[TASK GOAL]
Summarize the forum post below in two sentences.

[TEXT PASSAGE]
--------

Re: Remote frontend can't access backend MySQL

Post by aartimus »

wesnewell wrote:All that data looks good, except the ipv4 address is 192.168.0.120, not .119. Connecting to the backend server from a remote is pretty simple. All you need to do is make sure the ports are open, it listens for the addresses that try to connect to it, and you have the correct user name and password. binding 0.0.0.0 allows all addresses. Using the same user name and password you use on the master frontend should work. Double check the data in the General frontend setup screen and confirm you have it exactly like you have on the master frontend. Make sure the last bind-address = 0.0.0.0. If that doesn't work, I don't know what else to tell you. Make sure the database name is mythconverg. And I'd advise putting in that xmythtv.cnf file to avoid upgrades screwing it up later.
As I mentioned above, I ran this on a different machine, hence the different IP address. I definitely have the same login information as on the local frontend, and bind-address is set to 0.0.0.0. Seems slimple enough, but it still refuses to work. I'm sure the problem is with MySQL. Maybe I should find a MySQL forum and ask them.

--------

[MATERIAL SHOWN]

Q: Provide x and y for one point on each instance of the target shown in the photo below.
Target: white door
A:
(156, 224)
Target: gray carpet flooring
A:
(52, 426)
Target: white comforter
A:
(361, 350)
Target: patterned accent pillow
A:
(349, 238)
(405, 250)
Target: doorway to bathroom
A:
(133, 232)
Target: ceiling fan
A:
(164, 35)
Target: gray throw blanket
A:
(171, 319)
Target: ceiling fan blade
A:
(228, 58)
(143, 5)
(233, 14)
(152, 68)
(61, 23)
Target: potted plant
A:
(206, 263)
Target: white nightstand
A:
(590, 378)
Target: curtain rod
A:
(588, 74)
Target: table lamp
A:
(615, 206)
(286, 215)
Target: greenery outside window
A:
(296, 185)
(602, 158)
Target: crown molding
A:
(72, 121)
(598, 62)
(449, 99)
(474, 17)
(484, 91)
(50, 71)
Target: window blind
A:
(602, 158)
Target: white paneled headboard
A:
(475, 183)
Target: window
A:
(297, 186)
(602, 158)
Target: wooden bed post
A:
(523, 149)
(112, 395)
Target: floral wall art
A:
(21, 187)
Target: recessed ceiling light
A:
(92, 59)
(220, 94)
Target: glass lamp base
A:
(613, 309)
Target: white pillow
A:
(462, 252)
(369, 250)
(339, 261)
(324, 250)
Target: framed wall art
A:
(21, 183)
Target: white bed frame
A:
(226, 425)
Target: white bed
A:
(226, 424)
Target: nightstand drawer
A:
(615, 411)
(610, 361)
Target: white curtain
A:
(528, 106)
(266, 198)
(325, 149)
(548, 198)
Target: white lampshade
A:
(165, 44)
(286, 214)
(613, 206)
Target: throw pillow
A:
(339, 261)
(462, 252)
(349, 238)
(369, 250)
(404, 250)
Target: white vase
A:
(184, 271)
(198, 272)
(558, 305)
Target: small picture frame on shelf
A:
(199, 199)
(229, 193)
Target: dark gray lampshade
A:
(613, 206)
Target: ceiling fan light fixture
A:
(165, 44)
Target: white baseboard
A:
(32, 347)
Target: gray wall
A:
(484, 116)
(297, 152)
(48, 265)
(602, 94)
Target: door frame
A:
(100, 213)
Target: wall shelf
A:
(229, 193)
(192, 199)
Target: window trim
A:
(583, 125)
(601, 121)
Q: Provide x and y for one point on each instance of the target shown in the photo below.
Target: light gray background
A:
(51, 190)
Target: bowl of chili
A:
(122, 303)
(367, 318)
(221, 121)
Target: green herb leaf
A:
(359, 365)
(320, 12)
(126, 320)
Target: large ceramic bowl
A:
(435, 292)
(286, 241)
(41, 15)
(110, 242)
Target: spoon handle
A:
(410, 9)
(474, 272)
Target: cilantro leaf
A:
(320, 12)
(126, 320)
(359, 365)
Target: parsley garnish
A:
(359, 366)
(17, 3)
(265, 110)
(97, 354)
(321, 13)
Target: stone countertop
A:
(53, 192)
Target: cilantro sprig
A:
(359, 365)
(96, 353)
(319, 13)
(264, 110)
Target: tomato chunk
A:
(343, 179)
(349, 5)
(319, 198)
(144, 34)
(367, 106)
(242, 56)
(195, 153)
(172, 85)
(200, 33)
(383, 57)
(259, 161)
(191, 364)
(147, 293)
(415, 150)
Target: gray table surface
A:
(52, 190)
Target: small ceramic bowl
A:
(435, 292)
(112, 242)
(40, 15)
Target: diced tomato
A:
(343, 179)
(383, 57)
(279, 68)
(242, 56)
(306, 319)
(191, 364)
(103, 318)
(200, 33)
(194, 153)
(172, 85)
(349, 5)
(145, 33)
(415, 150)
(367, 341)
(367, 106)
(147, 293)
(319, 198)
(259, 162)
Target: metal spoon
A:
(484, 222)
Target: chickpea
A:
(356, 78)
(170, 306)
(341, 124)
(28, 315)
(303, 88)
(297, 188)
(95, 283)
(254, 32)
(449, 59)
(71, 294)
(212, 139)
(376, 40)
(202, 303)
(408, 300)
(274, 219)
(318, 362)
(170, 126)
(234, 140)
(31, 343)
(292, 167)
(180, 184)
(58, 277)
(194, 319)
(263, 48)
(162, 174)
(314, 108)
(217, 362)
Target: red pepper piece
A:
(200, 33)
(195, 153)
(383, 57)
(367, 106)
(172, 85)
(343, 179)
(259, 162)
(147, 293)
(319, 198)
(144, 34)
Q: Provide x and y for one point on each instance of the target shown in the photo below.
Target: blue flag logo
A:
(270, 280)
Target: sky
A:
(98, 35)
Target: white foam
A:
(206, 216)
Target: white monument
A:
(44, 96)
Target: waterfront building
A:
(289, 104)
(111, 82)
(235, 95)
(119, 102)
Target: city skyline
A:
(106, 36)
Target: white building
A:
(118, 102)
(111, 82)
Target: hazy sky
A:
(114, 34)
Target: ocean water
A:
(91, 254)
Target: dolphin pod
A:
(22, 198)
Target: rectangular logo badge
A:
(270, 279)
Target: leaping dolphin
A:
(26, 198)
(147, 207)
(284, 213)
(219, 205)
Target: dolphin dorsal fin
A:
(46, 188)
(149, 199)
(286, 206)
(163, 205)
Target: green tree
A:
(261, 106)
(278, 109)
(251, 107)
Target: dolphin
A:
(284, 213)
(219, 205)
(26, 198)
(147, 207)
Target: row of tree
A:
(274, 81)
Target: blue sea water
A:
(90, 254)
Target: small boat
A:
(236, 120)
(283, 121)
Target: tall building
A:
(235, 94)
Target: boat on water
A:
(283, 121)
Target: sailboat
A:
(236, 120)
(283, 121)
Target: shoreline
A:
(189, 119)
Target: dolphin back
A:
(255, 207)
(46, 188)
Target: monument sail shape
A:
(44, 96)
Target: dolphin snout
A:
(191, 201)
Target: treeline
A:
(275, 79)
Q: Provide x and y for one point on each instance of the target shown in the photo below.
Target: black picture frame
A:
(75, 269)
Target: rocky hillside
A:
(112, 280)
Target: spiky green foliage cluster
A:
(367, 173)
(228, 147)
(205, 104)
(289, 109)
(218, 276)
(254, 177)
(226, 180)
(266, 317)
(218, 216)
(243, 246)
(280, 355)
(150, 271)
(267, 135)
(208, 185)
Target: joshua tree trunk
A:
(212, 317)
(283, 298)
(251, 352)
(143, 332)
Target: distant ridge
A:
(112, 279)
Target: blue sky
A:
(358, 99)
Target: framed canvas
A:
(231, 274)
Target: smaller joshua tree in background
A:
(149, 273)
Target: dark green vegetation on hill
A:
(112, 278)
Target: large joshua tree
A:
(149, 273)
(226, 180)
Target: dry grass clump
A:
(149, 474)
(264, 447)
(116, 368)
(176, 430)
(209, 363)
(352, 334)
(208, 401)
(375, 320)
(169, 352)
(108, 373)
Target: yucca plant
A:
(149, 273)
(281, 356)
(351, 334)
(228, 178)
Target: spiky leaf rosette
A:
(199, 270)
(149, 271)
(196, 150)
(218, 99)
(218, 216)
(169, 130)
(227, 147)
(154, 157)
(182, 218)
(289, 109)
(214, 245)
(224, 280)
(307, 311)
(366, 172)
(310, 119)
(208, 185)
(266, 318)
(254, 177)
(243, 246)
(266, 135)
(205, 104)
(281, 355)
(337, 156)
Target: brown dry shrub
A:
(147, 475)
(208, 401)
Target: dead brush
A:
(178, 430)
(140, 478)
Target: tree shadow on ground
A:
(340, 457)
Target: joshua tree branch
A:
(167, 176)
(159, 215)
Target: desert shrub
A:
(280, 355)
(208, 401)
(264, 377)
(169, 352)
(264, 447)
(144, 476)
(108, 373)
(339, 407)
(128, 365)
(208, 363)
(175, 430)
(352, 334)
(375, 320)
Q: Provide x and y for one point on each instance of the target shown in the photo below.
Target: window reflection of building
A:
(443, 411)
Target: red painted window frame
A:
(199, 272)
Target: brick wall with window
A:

--------

[OUTPUT FOR THIS EXERCISE]
The post quotes wesnewell's advice that a remote frontend can reach the backend if the ports are open, bind-address is 0.0.0.0, the user name and password match the master frontend, and the database name is mythconverg. In reply, aartimus explains that the different IP address came from using another machine and that the login details and bind-address are correct, but the connection still fails, and suspects MySQL is the problem.